### Job
Rewrite the lines of the material below, replacing "Reply with" with "Give" everywhere and leaving everything else unchanged. Leave the pictures out of your answer.

====== Supplied records ======

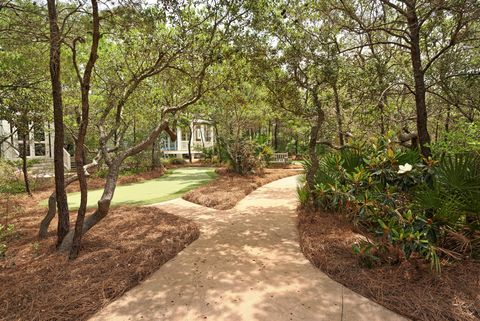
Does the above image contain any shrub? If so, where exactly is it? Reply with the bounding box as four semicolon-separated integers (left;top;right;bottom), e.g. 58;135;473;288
298;138;480;271
202;147;214;162
169;158;186;165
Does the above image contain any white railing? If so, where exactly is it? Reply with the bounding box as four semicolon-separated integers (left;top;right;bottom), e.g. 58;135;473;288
63;148;72;170
271;153;288;163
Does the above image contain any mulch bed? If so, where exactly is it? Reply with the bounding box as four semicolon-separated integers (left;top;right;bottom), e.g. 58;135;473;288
0;206;199;320
183;168;300;210
298;210;480;321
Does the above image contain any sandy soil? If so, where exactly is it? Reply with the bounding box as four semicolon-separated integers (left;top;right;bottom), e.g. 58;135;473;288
183;169;299;210
91;177;405;321
298;211;480;321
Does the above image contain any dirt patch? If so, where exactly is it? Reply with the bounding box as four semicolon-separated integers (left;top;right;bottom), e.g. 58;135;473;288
183;169;300;210
0;206;199;320
298;211;480;321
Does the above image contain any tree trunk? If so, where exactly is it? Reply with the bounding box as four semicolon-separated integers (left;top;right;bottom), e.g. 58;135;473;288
332;83;345;146
273;119;278;152
407;3;431;157
38;159;98;238
188;126;193;164
47;0;70;246
22;135;32;196
306;90;325;207
150;142;157;171
69;0;100;260
59;159;123;251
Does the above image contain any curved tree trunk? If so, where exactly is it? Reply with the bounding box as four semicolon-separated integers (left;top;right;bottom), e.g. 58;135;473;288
332;83;345;146
47;0;70;246
59;159;122;251
22;135;32;196
407;5;431;157
305;90;325;207
38;160;98;238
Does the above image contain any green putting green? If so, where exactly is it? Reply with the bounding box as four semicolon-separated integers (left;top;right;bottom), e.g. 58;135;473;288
41;167;215;210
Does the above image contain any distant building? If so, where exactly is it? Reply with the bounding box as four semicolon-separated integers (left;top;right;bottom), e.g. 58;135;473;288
161;120;215;159
0;120;71;170
0;120;54;160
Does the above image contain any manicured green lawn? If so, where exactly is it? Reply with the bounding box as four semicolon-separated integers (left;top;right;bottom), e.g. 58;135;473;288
41;167;215;210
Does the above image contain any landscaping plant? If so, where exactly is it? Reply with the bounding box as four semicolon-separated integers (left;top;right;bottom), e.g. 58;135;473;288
298;138;480;271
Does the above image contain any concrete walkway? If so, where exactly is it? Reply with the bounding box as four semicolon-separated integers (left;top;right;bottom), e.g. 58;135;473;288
92;177;405;321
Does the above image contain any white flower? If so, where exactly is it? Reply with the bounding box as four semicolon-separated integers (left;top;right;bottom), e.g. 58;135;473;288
397;163;413;174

======

### Response
Does the above image contain any shrub? If so, where exactly is it? Give the bounding box as four semicolon-separated integers (left;top;right;bottom), e.g. 58;135;473;288
298;138;480;271
202;147;214;162
169;158;186;165
Does the above image contain any white railing? If so, where exactly is it? Give the bounding box as four semicolon-separated integers (left;top;right;bottom), e.g. 58;135;473;288
63;148;72;170
271;153;288;163
Does the above image contain any mulch bed? If so, where exactly is it? Give the bounding box as four semicolon-separated integers (left;top;right;bottom), e.g. 58;135;473;288
0;206;199;320
183;168;300;210
298;210;480;321
Does the above image contain any sandy soil? If so, where exactly is it? Give the bounding box as four semicolon-separated integers (left;top;right;bottom), e.g. 58;135;473;288
183;169;299;210
91;177;405;321
298;211;480;321
Does the above image contain any dirt patch? If so, where exactly is it? Give the bounding box as four semicolon-separated integers (left;top;right;bottom), e.g. 58;135;473;288
183;169;300;210
0;206;199;320
298;211;480;321
Does the above image contain any tree trunk? If so, where exactly is it? Give the bounding box as four semicolon-separated integers (left;top;right;bottom), e.g. 58;135;473;288
332;83;345;146
273;119;278;152
407;3;431;157
38;159;98;238
188;126;193;164
47;0;70;246
22;135;32;196
306;90;325;207
150;142;157;171
69;0;100;260
59;159;123;251
Does the above image contain any curved tree trunk? If so, where exactly is it? Give the bounding box as four semicolon-separated integers (left;top;right;bottom), e.g. 58;135;473;288
332;83;345;146
47;0;70;246
59;159;122;251
22;135;32;196
407;5;431;157
305;90;325;207
38;160;98;238
Does the above image contain any green putting green? If so, where exactly is it? Give the bounding box as four semicolon-separated integers (left;top;right;bottom), e.g. 58;135;473;288
41;167;215;210
Does the above image contain any distant building? If so, where exactly is it? Give the bounding box as four semicolon-separated integers (left;top;right;bottom), e.g. 58;135;473;288
161;120;215;159
0;120;71;170
0;120;54;160
Does the above image contain any manicured green lawn? If so, where exactly is it? Give the bounding box as four semicolon-separated integers (left;top;right;bottom), e.g. 58;135;473;288
41;167;215;210
Does the above image contain any landscaping plant? If so, where exactly is it? Give the bounding box as four semicolon-separated integers (left;top;right;bottom), e.g. 58;135;473;288
298;138;480;271
Does the above image contain any concrete walkway? If so, where exactly is it? Give the bounding box as four semicolon-separated integers (left;top;right;bottom), e.g. 58;135;473;288
92;177;405;321
Does the above image contain any white flower? If so, where exactly is it? Give the bounding box as four semicolon-separated integers (left;top;right;bottom), e.g. 58;135;473;288
397;163;413;174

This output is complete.